:: Entries ::

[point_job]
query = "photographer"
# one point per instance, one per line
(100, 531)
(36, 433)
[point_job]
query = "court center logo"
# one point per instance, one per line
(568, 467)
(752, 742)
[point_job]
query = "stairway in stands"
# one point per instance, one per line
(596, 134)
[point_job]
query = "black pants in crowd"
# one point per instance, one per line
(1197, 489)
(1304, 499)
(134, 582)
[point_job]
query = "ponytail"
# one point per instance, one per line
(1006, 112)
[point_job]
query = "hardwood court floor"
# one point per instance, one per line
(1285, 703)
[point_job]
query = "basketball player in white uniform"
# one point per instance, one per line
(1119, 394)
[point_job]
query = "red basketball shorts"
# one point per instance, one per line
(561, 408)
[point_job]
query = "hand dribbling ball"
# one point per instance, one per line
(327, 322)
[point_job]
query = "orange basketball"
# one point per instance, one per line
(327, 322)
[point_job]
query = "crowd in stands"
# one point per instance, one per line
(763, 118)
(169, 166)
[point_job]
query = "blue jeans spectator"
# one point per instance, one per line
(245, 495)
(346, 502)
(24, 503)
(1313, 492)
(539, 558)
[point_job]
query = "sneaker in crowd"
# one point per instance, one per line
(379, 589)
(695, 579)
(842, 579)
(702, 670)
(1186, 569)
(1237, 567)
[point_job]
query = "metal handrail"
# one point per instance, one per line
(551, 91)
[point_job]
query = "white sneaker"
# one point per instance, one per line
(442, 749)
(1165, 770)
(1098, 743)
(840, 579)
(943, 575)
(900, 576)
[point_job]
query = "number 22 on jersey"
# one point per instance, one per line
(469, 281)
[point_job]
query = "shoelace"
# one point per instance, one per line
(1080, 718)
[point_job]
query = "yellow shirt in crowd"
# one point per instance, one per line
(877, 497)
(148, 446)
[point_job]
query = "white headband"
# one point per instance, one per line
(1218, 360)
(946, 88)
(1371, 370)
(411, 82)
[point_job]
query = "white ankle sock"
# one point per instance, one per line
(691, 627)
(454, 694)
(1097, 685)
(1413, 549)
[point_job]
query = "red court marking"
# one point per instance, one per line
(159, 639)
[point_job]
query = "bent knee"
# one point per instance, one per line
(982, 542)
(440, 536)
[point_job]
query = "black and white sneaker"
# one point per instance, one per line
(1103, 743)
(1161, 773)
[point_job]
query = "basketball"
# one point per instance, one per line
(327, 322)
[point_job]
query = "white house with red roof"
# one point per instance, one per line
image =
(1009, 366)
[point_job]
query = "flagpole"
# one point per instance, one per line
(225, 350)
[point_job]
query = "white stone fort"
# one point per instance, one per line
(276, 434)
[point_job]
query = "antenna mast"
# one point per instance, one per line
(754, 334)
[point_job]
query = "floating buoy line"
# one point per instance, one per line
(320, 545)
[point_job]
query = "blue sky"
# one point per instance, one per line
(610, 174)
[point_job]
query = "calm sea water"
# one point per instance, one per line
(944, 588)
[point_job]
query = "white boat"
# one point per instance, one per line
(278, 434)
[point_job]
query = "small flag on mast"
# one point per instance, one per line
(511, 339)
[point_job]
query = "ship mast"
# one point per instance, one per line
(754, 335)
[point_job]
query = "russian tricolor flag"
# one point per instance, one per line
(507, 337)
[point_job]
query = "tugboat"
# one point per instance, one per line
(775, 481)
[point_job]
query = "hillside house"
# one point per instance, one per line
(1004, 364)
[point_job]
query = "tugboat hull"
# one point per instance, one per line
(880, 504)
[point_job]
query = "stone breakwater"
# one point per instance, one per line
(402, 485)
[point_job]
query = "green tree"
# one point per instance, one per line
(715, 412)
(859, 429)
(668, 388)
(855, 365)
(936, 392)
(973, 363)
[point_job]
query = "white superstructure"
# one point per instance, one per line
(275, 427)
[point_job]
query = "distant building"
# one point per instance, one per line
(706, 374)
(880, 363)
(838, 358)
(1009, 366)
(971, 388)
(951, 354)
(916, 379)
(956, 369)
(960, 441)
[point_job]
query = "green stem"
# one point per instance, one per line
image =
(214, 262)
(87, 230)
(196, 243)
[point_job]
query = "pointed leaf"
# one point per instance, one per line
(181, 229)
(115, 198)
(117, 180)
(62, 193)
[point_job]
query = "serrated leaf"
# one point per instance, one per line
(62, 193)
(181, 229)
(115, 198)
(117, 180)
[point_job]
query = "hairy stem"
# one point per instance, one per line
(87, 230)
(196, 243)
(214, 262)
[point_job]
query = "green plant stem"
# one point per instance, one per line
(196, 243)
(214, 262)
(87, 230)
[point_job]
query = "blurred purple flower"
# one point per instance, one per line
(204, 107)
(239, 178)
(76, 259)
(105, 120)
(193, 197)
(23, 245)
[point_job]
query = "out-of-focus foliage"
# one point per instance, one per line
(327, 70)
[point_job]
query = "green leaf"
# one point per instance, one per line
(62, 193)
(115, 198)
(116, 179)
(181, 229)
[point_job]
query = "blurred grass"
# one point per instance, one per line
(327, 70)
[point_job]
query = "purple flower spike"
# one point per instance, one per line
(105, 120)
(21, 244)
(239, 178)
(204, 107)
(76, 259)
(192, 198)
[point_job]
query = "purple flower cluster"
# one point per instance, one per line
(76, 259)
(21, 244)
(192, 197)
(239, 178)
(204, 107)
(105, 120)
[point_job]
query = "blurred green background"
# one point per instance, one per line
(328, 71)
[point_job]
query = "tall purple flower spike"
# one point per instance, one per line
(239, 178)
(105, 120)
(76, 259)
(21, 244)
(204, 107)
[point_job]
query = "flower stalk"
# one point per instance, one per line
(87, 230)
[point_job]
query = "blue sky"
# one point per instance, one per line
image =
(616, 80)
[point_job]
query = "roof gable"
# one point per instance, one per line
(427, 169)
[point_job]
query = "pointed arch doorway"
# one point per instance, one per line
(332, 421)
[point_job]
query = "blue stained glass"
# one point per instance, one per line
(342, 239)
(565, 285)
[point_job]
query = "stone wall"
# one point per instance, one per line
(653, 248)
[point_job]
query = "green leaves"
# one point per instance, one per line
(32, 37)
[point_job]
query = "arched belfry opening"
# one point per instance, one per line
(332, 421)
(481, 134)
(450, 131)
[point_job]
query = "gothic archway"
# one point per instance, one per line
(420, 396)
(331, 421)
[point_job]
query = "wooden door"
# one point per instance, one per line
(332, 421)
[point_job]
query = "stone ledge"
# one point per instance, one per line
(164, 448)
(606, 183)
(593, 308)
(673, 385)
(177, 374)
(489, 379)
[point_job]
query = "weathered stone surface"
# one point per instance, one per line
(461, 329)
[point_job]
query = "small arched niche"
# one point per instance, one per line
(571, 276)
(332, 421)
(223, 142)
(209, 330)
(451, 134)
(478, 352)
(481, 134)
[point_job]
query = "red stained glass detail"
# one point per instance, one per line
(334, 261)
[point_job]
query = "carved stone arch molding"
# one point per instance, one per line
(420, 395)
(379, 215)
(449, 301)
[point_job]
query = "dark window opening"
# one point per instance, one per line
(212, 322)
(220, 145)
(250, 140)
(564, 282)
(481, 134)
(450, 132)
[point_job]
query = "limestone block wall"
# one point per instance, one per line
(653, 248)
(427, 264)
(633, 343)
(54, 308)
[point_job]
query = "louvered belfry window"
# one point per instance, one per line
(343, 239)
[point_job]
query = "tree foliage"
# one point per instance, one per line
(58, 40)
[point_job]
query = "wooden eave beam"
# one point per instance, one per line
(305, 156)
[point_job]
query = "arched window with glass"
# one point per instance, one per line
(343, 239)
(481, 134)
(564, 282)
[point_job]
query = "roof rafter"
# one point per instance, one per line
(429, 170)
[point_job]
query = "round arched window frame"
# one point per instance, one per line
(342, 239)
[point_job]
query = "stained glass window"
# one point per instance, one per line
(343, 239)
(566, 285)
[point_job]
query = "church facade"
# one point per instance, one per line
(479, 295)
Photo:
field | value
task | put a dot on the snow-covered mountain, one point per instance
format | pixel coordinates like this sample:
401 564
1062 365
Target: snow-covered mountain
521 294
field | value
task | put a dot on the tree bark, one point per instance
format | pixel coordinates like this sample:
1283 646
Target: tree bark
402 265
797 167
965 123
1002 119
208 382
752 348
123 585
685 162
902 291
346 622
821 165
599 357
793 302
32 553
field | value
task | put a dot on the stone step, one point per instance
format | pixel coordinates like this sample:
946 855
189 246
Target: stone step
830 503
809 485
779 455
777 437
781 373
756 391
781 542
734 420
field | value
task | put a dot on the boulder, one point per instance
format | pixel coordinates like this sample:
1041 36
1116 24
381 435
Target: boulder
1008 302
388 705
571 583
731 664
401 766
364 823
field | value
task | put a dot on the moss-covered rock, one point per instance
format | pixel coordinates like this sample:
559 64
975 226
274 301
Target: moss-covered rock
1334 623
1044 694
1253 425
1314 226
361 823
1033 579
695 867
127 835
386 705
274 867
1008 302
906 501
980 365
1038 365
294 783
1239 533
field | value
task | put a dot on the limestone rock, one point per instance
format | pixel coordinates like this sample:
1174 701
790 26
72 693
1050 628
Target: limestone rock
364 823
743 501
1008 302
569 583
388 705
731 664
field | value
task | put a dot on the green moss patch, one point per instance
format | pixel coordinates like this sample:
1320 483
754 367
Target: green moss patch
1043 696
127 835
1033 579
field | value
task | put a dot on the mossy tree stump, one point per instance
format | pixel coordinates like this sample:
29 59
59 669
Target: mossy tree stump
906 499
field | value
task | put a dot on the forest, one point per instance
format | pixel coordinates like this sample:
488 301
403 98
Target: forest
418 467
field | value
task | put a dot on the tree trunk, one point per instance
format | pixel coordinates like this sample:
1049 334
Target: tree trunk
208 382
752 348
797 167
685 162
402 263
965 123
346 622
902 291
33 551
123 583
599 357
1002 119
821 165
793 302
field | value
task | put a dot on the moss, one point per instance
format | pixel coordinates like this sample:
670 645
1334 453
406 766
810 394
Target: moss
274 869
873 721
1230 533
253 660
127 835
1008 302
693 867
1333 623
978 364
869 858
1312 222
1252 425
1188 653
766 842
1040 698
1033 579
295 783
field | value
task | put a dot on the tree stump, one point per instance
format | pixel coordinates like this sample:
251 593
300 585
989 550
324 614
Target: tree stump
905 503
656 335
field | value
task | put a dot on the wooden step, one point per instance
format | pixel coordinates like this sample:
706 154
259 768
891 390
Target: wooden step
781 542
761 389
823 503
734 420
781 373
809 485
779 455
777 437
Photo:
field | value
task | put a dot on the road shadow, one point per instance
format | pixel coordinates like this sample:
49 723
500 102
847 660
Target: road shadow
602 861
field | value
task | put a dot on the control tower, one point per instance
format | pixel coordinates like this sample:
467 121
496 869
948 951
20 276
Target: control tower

:: Problem description ::
Return each line in the material above that contains the word "spike".

:: Response to this exercise ::
query = "purple flower spike"
query = "tall purple flower spike"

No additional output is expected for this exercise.